Work to complete
Repeat the passage of the COVID-19 notice from "Additional Resources on" up to and including "COVID-19 fact sheetsin EnglishSpanish and Chinese.", word for word.

Text section
We encourage everyone to follow CDC and Chicago Department of Public Health guidelines to limit social contact as much as possible.  

MTO’s staff and volunteers will continue to answer our tenants’ crisis line and to provide as much assistance as possible over the phone from our homes.  We promise to remain vigilant during this period of emergency to advocate for the housing rights of everyone.  If you need assistance, please call 773-292-4988 to reach our crisis hotline and leave message. 

Additional Resources on COVID-19
We understand the importance of timely, accurate and helpful communication to visit trusted sources of public health information,
Centers for Disease Control and Prevention
Chicago Department of Health
World Health Organization

The American Public Health Association has also released COVID-19 fact sheetsin EnglishSpanish and Chinese.

Listed entries
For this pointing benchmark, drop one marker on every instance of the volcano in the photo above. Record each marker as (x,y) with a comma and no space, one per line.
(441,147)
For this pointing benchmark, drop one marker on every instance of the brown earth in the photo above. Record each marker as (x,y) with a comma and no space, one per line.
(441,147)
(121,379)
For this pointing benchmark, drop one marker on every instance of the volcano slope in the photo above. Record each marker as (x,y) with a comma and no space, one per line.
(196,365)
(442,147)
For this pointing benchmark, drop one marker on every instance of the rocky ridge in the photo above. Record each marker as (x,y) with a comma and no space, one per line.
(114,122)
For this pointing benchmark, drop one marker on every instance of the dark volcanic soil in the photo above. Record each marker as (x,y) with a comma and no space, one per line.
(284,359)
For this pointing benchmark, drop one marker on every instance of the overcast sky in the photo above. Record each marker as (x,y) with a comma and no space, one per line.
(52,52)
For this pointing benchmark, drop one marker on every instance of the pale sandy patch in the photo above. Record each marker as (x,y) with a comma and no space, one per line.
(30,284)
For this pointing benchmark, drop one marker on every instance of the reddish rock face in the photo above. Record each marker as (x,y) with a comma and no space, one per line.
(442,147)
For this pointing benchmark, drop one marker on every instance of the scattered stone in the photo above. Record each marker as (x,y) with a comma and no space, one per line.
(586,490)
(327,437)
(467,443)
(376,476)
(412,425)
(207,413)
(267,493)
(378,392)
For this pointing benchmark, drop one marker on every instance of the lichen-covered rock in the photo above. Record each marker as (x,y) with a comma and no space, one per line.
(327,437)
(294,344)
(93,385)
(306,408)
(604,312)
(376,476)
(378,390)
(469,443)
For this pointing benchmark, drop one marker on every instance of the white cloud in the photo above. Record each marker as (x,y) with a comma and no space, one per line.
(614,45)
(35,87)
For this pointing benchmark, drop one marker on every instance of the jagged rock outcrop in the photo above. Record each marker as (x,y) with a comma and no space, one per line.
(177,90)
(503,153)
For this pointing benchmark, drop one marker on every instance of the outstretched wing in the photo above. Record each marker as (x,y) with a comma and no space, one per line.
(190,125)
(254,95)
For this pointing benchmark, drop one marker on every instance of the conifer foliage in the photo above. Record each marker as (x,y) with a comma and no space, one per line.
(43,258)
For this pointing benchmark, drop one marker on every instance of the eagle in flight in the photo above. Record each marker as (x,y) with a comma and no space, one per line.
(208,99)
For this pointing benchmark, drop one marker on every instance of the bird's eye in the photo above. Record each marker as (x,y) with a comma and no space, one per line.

Completed exercise
Additional Resources on COVID-19
We understand the importance of timely, accurate and helpful communication to visit trusted sources of public health information,
Centers for Disease Control and Prevention
Chicago Department of Health
World Health Organization

The American Public Health Association has also released COVID-19 fact sheetsin EnglishSpanish and Chinese.